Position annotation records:
Start

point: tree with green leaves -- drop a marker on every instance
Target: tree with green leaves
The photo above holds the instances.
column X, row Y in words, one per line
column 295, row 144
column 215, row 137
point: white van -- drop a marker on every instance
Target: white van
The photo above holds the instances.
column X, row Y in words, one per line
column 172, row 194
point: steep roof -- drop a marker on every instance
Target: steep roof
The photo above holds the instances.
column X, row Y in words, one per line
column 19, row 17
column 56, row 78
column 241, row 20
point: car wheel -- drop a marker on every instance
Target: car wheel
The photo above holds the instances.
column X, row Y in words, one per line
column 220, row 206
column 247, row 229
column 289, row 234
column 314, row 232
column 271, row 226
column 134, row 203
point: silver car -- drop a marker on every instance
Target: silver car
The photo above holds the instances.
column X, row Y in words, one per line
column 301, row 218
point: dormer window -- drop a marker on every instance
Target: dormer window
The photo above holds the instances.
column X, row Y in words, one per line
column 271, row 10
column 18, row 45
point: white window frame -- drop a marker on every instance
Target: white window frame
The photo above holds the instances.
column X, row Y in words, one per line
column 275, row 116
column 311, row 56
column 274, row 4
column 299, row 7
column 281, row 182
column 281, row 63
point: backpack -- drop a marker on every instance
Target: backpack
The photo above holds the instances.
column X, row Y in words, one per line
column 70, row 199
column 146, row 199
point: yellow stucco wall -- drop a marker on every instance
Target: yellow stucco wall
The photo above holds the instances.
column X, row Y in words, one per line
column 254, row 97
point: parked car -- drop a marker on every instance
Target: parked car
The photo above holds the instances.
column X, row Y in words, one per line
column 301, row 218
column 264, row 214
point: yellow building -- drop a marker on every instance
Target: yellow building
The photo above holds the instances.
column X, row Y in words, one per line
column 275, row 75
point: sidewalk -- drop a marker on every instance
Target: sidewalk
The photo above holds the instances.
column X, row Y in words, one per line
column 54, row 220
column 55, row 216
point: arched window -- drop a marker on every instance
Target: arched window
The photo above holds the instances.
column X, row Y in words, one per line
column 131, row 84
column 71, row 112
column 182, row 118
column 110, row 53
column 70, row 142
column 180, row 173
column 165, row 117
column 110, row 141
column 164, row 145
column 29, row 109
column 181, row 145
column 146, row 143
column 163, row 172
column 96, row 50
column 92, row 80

End

Set down all of the records above again, word for word and in the same order, with nothing left out or changed.

Result of this task:
point: tree with green leaves -- drop a marker on every instance
Target: tree with green leaves
The photo above holds the instances.
column X, row Y in words, one per line
column 295, row 144
column 215, row 137
point: white van -- drop a marker on every instance
Target: white van
The photo above holds the instances.
column X, row Y in words, one per line
column 172, row 194
point: steep roof -- drop a marker on every instance
Target: steep roof
The photo above holds the instances.
column X, row Y in words, one per line
column 19, row 17
column 56, row 78
column 241, row 20
point: car wheel -- drop a marker on every instance
Target: car wheel
The photo above holds the instances.
column X, row Y in words, one per line
column 220, row 206
column 247, row 229
column 289, row 234
column 314, row 232
column 271, row 226
column 134, row 203
point: silver car -- drop a marker on every instance
Target: silver car
The photo above holds the instances.
column X, row Y in words, one per line
column 301, row 218
point: dormer window -- drop a marker on every instance
Target: dormer window
The photo above holds the instances.
column X, row Y in words, one per line
column 271, row 10
column 18, row 45
point: white window frame -- drop a marker on every instance
Target: white window frame
The photo above holds the instances.
column X, row Y in words, one per line
column 275, row 116
column 311, row 56
column 274, row 4
column 299, row 7
column 281, row 182
column 281, row 63
point: backpack -- drop a marker on every instance
Target: backpack
The photo above holds the instances.
column X, row Y in words, one per line
column 70, row 199
column 146, row 199
point: yellow stucco wall -- drop a marker on every instance
Target: yellow stucco wall
The photo above holds the instances.
column X, row Y in words, one per line
column 254, row 97
point: parked car -- drop a marker on every instance
Target: parked car
The photo above holds the instances.
column X, row Y in words, one per line
column 301, row 218
column 264, row 214
point: yellow building -- drop a marker on every instance
Target: yellow building
The photo above holds the instances.
column X, row Y in words, one per line
column 275, row 75
point: sidewalk -- drop a marker on every instance
Target: sidewalk
The photo above holds the instances.
column X, row Y in words, one per line
column 54, row 220
column 55, row 216
point: arched window -- drop a marker on every instance
Target: arched window
The photo above holds the instances.
column X, row Y in words, one per line
column 131, row 84
column 71, row 112
column 182, row 118
column 110, row 53
column 70, row 142
column 180, row 173
column 165, row 117
column 110, row 141
column 164, row 145
column 29, row 109
column 181, row 145
column 146, row 143
column 163, row 172
column 96, row 50
column 92, row 80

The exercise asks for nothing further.